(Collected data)
########
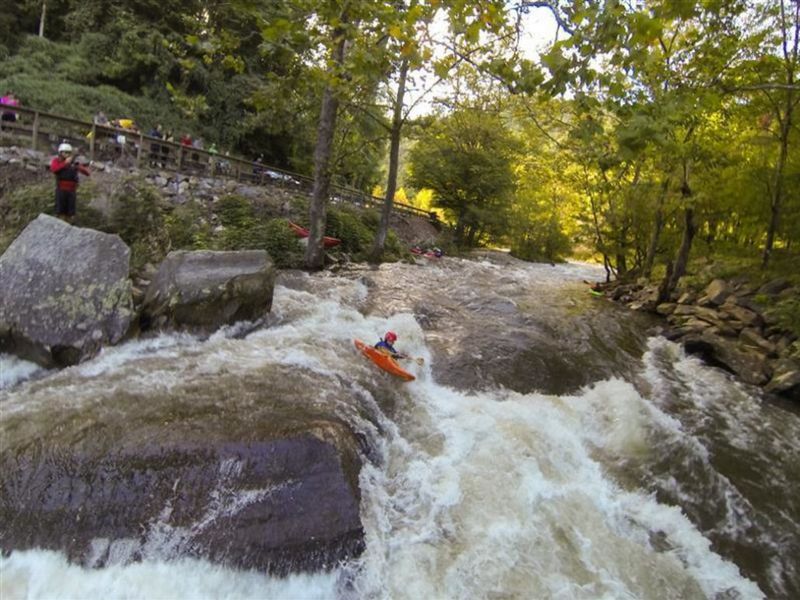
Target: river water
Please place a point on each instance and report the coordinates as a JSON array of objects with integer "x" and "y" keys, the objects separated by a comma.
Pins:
[{"x": 552, "y": 446}]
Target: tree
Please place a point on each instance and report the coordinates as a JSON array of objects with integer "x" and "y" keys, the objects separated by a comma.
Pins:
[
  {"x": 466, "y": 158},
  {"x": 779, "y": 85}
]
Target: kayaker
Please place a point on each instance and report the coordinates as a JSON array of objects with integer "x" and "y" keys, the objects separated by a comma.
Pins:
[{"x": 386, "y": 345}]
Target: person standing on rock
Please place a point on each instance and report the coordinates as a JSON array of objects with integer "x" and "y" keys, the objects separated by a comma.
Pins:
[{"x": 66, "y": 169}]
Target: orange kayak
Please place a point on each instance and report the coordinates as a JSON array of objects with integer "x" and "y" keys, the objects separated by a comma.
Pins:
[
  {"x": 302, "y": 232},
  {"x": 384, "y": 361}
]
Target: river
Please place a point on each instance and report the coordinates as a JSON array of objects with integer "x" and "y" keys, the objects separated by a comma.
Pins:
[{"x": 552, "y": 445}]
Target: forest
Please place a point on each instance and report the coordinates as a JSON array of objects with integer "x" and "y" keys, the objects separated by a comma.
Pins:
[{"x": 645, "y": 134}]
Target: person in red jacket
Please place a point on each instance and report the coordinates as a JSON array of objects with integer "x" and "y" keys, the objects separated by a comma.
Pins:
[{"x": 66, "y": 170}]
########
— INSTRUCTIONS TO FOLLOW —
Set down the records above word for word, from the first line through the line containing "Target: tree", both included; leave out the pictures.

— RESPONSE TO THIS TASK —
Target: river water
Please place a point on each instance and report the coordinates as a JSON array of objects with integer "x" and "y" keys, the objects separated by a comma.
Pins:
[{"x": 552, "y": 446}]
Target: tree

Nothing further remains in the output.